EXERCISE DESCRIPTION: Which lines in the records below mention the word "building"? Copy each one out.

[Photo-based referring expression data]

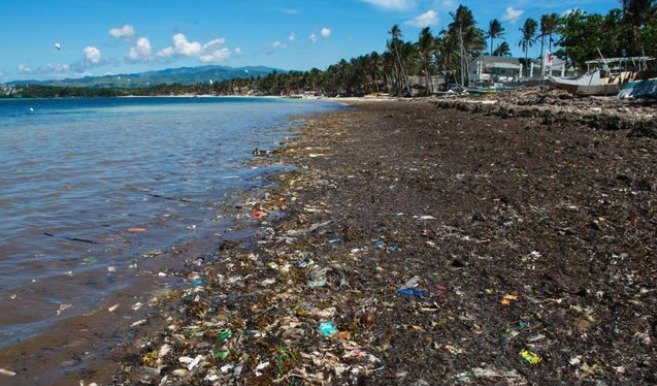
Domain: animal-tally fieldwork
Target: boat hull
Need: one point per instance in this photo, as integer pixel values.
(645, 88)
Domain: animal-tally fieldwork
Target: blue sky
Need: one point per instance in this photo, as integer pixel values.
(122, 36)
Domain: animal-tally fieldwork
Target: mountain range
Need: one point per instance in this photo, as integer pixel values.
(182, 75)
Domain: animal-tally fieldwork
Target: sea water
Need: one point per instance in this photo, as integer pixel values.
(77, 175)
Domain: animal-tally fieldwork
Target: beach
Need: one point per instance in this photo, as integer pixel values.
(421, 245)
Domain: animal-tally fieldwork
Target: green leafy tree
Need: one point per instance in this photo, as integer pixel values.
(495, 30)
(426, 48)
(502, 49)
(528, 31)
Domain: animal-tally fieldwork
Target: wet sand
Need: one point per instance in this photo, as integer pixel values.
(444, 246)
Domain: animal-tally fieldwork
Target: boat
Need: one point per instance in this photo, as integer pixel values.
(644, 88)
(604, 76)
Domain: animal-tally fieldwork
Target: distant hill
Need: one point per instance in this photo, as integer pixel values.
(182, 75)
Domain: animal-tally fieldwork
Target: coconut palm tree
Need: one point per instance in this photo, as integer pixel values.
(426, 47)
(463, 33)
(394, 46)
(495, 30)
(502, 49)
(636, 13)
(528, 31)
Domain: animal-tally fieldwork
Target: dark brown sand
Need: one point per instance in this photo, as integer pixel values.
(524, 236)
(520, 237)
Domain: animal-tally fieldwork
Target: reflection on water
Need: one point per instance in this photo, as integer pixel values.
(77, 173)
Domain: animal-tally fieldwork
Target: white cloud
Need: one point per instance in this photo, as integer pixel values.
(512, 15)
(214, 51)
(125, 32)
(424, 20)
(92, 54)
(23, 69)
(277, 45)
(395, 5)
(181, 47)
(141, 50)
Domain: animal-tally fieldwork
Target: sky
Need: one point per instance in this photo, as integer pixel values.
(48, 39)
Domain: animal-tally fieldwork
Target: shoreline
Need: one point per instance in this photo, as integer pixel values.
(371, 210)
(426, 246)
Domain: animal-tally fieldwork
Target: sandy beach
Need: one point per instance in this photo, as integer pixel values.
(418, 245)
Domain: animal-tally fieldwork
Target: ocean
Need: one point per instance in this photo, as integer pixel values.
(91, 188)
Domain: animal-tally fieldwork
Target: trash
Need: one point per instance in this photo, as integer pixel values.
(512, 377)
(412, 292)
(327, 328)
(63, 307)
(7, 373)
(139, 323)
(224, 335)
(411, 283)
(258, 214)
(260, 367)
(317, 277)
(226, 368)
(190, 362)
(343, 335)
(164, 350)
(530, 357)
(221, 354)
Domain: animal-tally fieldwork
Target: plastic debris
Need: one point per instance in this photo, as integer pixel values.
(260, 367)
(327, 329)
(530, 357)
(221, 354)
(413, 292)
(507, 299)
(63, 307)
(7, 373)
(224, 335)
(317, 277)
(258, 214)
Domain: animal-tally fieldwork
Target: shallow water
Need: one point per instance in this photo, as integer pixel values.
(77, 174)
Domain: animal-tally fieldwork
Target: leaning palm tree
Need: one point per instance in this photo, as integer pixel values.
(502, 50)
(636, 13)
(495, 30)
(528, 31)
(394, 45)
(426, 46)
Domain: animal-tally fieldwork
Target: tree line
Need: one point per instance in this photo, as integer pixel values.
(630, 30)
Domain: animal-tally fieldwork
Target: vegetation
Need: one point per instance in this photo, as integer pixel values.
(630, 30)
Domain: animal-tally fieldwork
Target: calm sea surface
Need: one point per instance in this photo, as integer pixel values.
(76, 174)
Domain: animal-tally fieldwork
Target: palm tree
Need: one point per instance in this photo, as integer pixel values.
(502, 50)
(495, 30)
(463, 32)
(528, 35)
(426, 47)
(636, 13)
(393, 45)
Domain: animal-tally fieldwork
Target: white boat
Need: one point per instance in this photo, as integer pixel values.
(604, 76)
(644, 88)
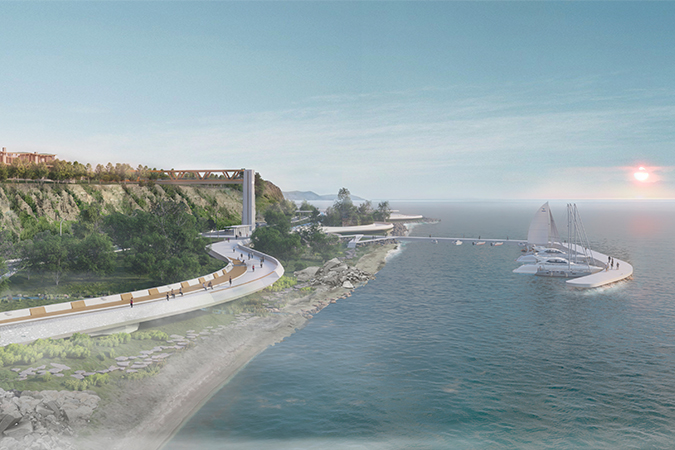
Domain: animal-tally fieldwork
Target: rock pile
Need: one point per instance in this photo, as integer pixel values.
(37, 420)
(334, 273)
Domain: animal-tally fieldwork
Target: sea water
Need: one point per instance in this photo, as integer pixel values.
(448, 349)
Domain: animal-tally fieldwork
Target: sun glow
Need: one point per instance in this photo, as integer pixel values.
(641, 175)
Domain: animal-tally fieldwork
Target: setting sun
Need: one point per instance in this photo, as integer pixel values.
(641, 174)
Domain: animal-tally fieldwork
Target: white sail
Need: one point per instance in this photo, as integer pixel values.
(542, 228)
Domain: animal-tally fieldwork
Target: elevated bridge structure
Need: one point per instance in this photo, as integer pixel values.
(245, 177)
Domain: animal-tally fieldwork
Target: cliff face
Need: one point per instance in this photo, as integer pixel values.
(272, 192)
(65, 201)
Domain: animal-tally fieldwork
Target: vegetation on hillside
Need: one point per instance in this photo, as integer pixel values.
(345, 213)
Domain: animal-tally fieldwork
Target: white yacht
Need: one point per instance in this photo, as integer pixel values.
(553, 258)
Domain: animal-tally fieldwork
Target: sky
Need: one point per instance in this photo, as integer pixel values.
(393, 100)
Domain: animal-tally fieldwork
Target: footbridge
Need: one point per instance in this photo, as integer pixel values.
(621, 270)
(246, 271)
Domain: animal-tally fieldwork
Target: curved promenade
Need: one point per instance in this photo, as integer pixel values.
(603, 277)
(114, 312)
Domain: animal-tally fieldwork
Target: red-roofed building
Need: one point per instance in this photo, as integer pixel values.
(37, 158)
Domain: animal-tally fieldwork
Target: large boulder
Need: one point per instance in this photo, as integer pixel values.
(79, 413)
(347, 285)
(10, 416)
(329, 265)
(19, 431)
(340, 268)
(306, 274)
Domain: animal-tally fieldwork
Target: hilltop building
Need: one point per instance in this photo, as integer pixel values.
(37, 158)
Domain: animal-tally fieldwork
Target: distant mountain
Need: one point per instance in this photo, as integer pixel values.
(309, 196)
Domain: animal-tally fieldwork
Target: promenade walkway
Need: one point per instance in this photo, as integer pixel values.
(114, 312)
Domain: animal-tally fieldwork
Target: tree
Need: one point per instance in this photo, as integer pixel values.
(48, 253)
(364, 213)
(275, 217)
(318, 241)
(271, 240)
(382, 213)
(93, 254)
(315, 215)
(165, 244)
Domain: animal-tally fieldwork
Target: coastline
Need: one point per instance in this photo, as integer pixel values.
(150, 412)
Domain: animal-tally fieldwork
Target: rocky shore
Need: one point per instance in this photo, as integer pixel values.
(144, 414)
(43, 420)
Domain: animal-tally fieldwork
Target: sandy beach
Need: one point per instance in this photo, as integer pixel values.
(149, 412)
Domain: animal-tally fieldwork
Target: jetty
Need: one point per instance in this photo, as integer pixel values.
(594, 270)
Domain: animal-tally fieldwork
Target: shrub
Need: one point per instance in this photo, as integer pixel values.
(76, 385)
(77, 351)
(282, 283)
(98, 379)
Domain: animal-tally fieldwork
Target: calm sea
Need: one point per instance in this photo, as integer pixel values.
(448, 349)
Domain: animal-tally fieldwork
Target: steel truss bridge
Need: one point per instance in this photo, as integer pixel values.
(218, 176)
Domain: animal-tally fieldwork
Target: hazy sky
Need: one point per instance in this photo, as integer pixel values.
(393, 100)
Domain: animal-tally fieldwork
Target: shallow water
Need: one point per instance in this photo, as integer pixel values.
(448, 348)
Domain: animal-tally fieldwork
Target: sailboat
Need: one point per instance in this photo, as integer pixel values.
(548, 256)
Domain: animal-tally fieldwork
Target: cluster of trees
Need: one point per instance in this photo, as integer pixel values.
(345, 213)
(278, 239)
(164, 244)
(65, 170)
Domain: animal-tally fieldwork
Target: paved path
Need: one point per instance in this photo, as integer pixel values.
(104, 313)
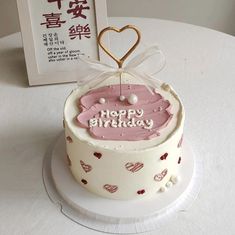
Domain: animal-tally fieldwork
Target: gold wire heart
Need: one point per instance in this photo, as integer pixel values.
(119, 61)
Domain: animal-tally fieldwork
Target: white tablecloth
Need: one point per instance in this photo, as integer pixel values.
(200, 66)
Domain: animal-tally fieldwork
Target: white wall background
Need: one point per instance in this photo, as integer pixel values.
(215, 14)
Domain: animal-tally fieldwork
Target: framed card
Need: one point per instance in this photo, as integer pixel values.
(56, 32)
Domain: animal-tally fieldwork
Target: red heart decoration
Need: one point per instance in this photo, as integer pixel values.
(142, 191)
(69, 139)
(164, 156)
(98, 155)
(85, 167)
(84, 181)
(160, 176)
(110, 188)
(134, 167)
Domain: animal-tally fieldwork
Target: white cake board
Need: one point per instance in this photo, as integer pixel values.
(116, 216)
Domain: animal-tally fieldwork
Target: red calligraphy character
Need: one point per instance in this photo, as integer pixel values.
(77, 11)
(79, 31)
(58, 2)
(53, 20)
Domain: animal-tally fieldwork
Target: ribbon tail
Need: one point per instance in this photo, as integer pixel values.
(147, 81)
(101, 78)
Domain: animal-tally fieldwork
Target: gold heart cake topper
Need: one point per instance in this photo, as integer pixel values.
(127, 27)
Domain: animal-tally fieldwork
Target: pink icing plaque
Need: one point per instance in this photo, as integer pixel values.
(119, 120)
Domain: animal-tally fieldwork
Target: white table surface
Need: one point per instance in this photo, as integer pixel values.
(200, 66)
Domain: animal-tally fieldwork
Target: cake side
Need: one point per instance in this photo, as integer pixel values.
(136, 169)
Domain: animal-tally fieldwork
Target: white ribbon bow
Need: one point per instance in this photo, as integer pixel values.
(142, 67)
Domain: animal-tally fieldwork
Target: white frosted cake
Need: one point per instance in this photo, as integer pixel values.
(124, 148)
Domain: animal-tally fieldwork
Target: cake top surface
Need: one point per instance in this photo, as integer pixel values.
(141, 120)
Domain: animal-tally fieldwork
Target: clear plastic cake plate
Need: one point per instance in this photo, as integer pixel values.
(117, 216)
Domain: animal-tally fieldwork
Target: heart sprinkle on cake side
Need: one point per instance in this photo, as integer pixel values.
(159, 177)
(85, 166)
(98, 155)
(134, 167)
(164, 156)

FINISHED EXERCISE:
Target: red-roofed building
Target: hilltop building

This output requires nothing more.